■ DATA LISTING ■
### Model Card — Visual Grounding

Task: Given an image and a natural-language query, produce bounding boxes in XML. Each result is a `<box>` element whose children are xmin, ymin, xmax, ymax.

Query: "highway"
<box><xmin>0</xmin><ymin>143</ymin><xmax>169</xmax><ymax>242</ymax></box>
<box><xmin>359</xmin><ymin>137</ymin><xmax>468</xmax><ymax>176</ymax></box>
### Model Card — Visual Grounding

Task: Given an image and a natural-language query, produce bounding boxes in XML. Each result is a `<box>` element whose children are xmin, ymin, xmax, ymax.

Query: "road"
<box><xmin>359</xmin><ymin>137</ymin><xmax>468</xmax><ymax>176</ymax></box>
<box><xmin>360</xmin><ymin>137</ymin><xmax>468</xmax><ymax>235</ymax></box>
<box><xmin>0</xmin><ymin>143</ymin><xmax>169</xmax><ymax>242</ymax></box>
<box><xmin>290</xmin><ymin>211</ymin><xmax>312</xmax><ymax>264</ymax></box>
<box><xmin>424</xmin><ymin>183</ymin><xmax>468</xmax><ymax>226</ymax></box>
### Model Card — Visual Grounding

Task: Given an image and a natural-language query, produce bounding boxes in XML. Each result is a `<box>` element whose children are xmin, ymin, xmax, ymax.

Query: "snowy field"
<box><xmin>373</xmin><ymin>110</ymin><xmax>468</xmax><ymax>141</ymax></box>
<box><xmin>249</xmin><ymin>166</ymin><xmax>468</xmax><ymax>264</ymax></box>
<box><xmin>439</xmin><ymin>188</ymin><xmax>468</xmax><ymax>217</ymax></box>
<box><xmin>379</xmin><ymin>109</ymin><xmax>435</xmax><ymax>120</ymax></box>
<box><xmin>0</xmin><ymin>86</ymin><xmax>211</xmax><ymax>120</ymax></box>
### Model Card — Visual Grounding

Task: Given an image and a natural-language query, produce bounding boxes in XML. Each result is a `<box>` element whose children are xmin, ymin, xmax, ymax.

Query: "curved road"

■ WHAT YOU HAVE TO DO ■
Extract the data exactly as given.

■ TASK SOLUTION ■
### Model Card — Visual Grounding

Task: Given an image and a natural-language query, produce bounding boxes in XML. Each result is a `<box>` element whose children are xmin, ymin, xmax, ymax.

Query: "highway"
<box><xmin>0</xmin><ymin>143</ymin><xmax>169</xmax><ymax>242</ymax></box>
<box><xmin>359</xmin><ymin>137</ymin><xmax>468</xmax><ymax>176</ymax></box>
### Model Card — Visual Grounding

Task: Given an image and a natural-language query, produce bounding boxes in XML. Each result is a `<box>` element whose children are xmin, ymin, xmax, ymax.

Query: "road"
<box><xmin>359</xmin><ymin>137</ymin><xmax>468</xmax><ymax>176</ymax></box>
<box><xmin>360</xmin><ymin>137</ymin><xmax>468</xmax><ymax>235</ymax></box>
<box><xmin>0</xmin><ymin>143</ymin><xmax>169</xmax><ymax>242</ymax></box>
<box><xmin>290</xmin><ymin>211</ymin><xmax>312</xmax><ymax>264</ymax></box>
<box><xmin>424</xmin><ymin>183</ymin><xmax>468</xmax><ymax>226</ymax></box>
### Model Card — Visual Grounding

Task: Given an image and a natural-language query, produce bounding boxes in XML. Each result is a `<box>` element whose children are xmin, ymin, xmax, ymax.

Query: "snowy field"
<box><xmin>373</xmin><ymin>110</ymin><xmax>468</xmax><ymax>141</ymax></box>
<box><xmin>249</xmin><ymin>166</ymin><xmax>468</xmax><ymax>264</ymax></box>
<box><xmin>439</xmin><ymin>188</ymin><xmax>468</xmax><ymax>217</ymax></box>
<box><xmin>379</xmin><ymin>109</ymin><xmax>435</xmax><ymax>120</ymax></box>
<box><xmin>0</xmin><ymin>86</ymin><xmax>211</xmax><ymax>120</ymax></box>
### Model Card — Visual Grounding

Task: Given an image and a natural-language query, produce bounding boxes in XML. Each result is a `<box>` element whose children are xmin, ymin, xmax, ymax.

Query: "curved road"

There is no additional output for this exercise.